Passage shown:
* * *

Chambers & Partners released its latest global research schedule this week.
Law firms in Africa, Canada, the Caribbean, the Middle East, and for those submitting in the “Global-Wide” sections, will find this helpful, since none of these sections appears in any other Chambers guides.
Click here to search for the relevant countries and practices.
Since Chambers revamped its website last year, the search function has been enhanced and a single search tool now covers all the different parts of the Chambers research.
You can select using combinations of country, practice, and research month.
It’s always important for legal marketers to be aware of submission deadlines for their countries, but also think about how your specific country/regional guides overlaps with Chambers Global.
Launched in 2000, Chambers Global was Chambers & Partners’ second legal directory, after its original UK guidebook, which was first published in the 1980s.
In the old days, Chambers Global featured every country in the world – and much of the content was unique.
Over the years, however, Chambers Global adapted as Chambers & Partners went on to introduce a series of regional guides: Chambers USA (2002), Chambers Europe (2006), Chambers Asia (2008), and Chambers Latin America (2010).
Now that there’s a “suite” of comprehensive regional directories, Chambers Global acts as more of a compendium – a digest of all the other Chambers guides.
There is some original content, which appears in no other Chambers guides, while much of the rest is shortened versions of the material in other regional guides like Chambers USA and Chambers UK.
Despite its evolution, however, Chambers Global is still an important product.
(the current editor is Edward Shum: firstname.lastname@example.org)
It features coverage of (almost) every jurisdiction in the world, and focuses on the more “global” practices within each country, leaving the more “local” ones to the regional guides.
In addition, Chambers Global has some valuable “global-wide” sections spotlighting those law firms with breadth across the world in a particular legal discipline.
All this can be logistically quite complicated for law firms – particularly larger ones with multiple offices and practices.
I often receive queries from law firm marketers who are confused about the inter-relationship between, say, Chambers USA and Chambers Global – what do they have to do at particular times of year to engage fully in both?
The precise advice will vary from firm to firm, section to section, but generally you need to familiarize yourself with the relevant research periods for your primary regional guide, and Chambers Global, and plan to submit for both in the most effective way possible.
The general rule with submissions to Chambers Global is that you only need to provide them if it’s new or significantly different from material you have already provided to one of the regional guides.
For marketers, the key is to be efficient and don’t feel that you have to create lots of new material just for Chambers Global – as the Chambers Global team is used to dipping in to the other guides.
Of course, if you are, say, a law firm in Nigeria, a submission to Chambers Global is your primary engagement with Chambers (as there is no dedicated Chambers Africa guide), so treat it as the focus of your efforts.
However, if you have already submitted to, say, Chambers UK or Chambers USA, you may not have to do much as the Chambers editors will use the submissions they already have on file.
They will take the material you have already prepared for the regional guides and use them for Chambers Global.

* * *

Entries from a pointing dataset

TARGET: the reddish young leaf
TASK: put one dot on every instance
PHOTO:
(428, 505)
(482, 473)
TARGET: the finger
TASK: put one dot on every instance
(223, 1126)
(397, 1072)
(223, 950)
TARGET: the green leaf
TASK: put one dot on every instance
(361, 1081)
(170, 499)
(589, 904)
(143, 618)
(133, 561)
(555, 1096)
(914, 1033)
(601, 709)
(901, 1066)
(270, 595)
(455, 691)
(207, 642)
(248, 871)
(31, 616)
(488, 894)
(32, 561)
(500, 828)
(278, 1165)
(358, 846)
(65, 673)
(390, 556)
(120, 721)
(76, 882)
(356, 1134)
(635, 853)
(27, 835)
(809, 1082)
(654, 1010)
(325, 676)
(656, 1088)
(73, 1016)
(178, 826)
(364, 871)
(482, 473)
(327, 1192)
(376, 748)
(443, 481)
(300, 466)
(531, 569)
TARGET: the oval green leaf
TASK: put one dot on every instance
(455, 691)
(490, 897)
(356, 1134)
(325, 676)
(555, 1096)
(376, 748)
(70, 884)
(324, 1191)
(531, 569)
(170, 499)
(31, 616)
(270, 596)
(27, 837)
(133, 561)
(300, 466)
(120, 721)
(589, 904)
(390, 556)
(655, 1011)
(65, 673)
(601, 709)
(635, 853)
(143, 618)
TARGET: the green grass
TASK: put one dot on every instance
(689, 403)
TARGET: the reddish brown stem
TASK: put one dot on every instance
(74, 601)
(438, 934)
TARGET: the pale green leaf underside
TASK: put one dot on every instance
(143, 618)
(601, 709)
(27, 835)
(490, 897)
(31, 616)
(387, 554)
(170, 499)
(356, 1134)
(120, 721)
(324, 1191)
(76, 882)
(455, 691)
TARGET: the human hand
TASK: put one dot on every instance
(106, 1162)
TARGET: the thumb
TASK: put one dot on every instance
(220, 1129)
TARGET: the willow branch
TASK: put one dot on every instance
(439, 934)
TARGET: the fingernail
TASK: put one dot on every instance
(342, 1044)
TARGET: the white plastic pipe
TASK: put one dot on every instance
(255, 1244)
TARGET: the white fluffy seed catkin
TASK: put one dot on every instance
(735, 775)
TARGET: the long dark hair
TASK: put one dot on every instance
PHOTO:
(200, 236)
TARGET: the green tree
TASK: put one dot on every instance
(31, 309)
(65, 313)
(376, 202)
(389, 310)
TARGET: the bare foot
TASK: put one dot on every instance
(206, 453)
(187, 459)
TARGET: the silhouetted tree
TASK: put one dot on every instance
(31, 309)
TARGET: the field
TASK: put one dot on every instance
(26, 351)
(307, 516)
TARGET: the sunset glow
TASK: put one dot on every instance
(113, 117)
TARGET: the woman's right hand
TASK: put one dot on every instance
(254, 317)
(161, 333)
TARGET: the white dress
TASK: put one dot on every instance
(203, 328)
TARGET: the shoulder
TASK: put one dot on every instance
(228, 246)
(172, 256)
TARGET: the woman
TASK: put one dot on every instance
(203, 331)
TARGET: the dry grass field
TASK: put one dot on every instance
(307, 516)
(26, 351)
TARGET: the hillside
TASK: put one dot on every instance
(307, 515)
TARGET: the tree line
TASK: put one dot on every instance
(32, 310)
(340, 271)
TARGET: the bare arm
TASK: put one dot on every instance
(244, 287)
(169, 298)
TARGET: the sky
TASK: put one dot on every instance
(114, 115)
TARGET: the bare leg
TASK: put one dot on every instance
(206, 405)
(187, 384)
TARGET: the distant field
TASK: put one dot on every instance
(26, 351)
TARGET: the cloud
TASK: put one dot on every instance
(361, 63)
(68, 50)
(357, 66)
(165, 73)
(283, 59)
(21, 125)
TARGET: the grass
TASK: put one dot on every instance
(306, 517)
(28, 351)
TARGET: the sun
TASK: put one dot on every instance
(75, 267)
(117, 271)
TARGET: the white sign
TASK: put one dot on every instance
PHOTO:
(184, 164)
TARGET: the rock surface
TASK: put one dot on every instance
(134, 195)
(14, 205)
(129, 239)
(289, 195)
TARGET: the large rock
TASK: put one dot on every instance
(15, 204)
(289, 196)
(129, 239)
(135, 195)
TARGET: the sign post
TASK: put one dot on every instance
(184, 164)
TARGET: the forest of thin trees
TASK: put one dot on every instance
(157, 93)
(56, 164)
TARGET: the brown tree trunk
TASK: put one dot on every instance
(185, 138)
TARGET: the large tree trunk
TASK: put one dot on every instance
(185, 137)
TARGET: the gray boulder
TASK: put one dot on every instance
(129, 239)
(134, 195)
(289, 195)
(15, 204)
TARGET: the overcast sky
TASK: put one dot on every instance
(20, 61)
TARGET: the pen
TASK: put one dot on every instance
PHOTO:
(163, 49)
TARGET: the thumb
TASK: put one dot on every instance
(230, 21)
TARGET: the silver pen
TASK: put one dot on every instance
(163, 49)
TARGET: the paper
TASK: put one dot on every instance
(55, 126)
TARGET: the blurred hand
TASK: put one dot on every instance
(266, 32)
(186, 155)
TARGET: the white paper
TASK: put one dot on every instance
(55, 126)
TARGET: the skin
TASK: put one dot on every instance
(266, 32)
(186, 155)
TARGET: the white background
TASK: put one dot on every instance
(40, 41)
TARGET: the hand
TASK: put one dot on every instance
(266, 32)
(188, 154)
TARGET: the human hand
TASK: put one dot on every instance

* * *

Task list:
1. List every regional guide that the Chambers Global article says Chambers & Partners introduced over the years, with the year given for each.
2. Decide whether each statement agrees with the Chambers Global article. Answer yes or no, and quote the words of the article that settle it.
(a) Chambers Global was launched in 2000.
(b) Chambers & Partners publishes a dedicated Chambers Africa guide.
(c) Chambers Global concentrates on the more local practices within each country.
3. Answer these questions from the Chambers Global article.
(a) In which decade was the original Chambers UK guidebook first published?
(b) Which three criteria can be combined when searching the research schedule?
(c) Who is the current editor of Chambers Global?

Task-by-task outputs:
1. Chambers USA (2002), Chambers Europe (2006), Chambers Asia (2008), Chambers Latin America (2010)

2.
(a) Yes: "Launched in 2000, Chambers Global was Chambers & Partners’ second legal directory"
(b) No: "as there is no dedicated Chambers Africa guide"
(c) No: "focuses on the more “global” practices within each country, leaving the more “local” ones to the regional guides"

3.
(a) The 1980s
(b) Country, practice, and research month
(c) Edward Shum